» **Условия заданий**:
1 - Переведите на английский язык следующее предложение из фрагмента текста о поездке в Токио: «Визит наш продолжался около часа, после чего мы немедленно же возвратились в Иокогаму».
2 - Назовите всех людей, которые упомянуты во фрагменте текста о поездке в Токио вместе с инициалами и фамилией.
3 - Верните без изменений отрывок из фрагмента текста о поездке в Токио, начиная со слов «Сегодня (4 декабря)» и далее вплоть до слов «и опишу теперь.».

**** Фрагмент текста

Сегодня (4 декабря) барон О. Р. Штакельберг и лица его штаба вместе с командиром "Африки" Е. И. Алексеевым, собравшись к полудню на железнодорожном вокзале, отправились с первым отходящим поездом в Токио, с целью представиться нашему посланнику К. В. Струве и его супруге. В русском посольстве мы были приняты с полным радушием и получили любезное приглашение посещать его почаще. Визит наш продолжался около часа, после чего мы немедленно же возвратились в Иокогаму. Я не стану описывать Токио, так как видел только незначительную часть его, да и то мимоездом. Зато на возвратном пути можно было вдосталь любоваться на предместья и окрестности этого города, лежащие по сторонам железной дороги, где сельские виды, один лучше другого, то и дело сменяют друг друга. Этот путь я и опишу теперь.
Дорога узкоколейная в два пути: вагоны вроде наших конок. Разницы между первым и вторым классами только в том, что в первом скамейки обиты красным сафьяном, а во втором на них натянута обыкновенная камышовая плетенка. Японская публика ездит исключительно во втором, предоставляя европейцам платить вдвое за удовольствие посидеть в течение сорока минут на красном сафьяне. Расстояние всего пути между предельными пунктами около двадцати шести верст. Вокзалы в Иокогаме и Токио обширны и отстроены по-европейски. Пассажиры двух первых классов ожидают первого звонка в одной зале, по середине которой стоит диван с сиденьем на обе стороны. Сторож, приставленный к дверям и одетый по-американски, с нумерованною плоскою шапочкой на голове, при входе европейца предупредительно указывает ему на левую сторону комнаты, а при входе японца — на правую. На стене левой половины вывеска гласит, что здесь находится "I класс", и точно такая же вывеска на правой половине служит указателем "II класса". Границей между тем и другим является двусторонний диван, не препятствующий, однако, публике смешиваться между собой, и японцы, таким образом, могут сколько угодно греться у пылающего камина, который составляет преимущество половины I класса.

********
**** Предоставленные данные

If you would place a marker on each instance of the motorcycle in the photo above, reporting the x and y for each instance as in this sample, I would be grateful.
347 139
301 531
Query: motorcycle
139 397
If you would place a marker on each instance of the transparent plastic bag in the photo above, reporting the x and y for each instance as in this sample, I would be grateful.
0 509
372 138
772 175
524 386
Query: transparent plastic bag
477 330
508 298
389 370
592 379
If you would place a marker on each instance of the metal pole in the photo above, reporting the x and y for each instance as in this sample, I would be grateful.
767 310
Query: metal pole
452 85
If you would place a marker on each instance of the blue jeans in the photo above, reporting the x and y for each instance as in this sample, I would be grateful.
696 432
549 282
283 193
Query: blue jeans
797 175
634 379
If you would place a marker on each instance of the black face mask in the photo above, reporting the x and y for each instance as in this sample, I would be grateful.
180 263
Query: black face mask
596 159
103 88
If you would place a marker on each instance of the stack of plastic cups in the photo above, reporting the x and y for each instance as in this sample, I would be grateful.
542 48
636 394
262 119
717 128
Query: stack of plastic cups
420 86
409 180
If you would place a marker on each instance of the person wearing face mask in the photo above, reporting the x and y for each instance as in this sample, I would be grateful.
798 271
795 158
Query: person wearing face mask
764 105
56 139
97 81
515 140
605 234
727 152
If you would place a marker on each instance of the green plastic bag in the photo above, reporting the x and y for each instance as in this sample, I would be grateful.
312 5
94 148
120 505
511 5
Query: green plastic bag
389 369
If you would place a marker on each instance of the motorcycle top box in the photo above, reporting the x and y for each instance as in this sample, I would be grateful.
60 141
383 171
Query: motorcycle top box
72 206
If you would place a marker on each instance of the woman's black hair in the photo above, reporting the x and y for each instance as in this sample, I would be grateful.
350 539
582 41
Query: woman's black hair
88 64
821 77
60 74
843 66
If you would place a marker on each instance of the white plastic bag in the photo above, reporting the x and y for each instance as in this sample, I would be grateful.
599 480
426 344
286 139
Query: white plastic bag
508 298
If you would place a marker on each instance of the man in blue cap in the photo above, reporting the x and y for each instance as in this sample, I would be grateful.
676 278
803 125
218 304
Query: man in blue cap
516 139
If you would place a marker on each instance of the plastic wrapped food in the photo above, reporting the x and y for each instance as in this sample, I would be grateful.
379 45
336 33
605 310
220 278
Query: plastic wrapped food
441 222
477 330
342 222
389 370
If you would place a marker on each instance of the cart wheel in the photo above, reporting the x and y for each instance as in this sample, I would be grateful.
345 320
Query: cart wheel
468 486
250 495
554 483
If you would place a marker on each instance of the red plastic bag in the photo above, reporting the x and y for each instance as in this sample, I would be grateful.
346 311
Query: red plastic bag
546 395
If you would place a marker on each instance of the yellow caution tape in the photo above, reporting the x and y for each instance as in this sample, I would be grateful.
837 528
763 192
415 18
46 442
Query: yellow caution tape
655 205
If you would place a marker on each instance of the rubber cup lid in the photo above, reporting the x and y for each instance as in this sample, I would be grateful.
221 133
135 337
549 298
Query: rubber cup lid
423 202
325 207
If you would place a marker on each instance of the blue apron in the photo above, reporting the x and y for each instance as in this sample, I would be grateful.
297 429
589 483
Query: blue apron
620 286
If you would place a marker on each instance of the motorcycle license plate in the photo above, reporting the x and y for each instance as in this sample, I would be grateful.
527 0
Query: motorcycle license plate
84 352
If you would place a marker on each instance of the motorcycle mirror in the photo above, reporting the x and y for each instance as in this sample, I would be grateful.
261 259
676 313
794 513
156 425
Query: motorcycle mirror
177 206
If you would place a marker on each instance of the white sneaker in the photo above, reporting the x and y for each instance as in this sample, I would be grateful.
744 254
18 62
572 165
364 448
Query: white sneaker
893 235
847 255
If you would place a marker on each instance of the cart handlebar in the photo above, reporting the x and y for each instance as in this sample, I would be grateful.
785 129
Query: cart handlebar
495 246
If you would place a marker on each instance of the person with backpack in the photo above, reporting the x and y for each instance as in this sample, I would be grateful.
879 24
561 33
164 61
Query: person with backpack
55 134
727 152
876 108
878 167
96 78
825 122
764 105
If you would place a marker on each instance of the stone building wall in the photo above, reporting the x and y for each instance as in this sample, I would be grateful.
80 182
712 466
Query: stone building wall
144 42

********

» **Результаты выполнения**:
1 - Our visit lasted about an hour, after which we immediately returned to Yokohama.

2 - О. Р. Штакельберг, Е. И. Алексеев, К. В. Струве

3 -
Сегодня (4 декабря) барон О. Р. Штакельберг и лица его штаба вместе с командиром "Африки" Е. И. Алексеевым, собравшись к полудню на железнодорожном вокзале, отправились с первым отходящим поездом в Токио, с целью представиться нашему посланнику К. В. Струве и его супруге. В русском посольстве мы были приняты с полным радушием и получили любезное приглашение посещать его почаще. Визит наш продолжался около часа, после чего мы немедленно же возвратились в Иокогаму. Я не стану описывать Токио, так как видел только незначительную часть его, да и то мимоездом. Зато на возвратном пути можно было вдосталь любоваться на предместья и окрестности этого города, лежащие по сторонам железной дороги, где сельские виды, один лучше другого, то и дело сменяют друг друга. Этот путь я и опишу теперь.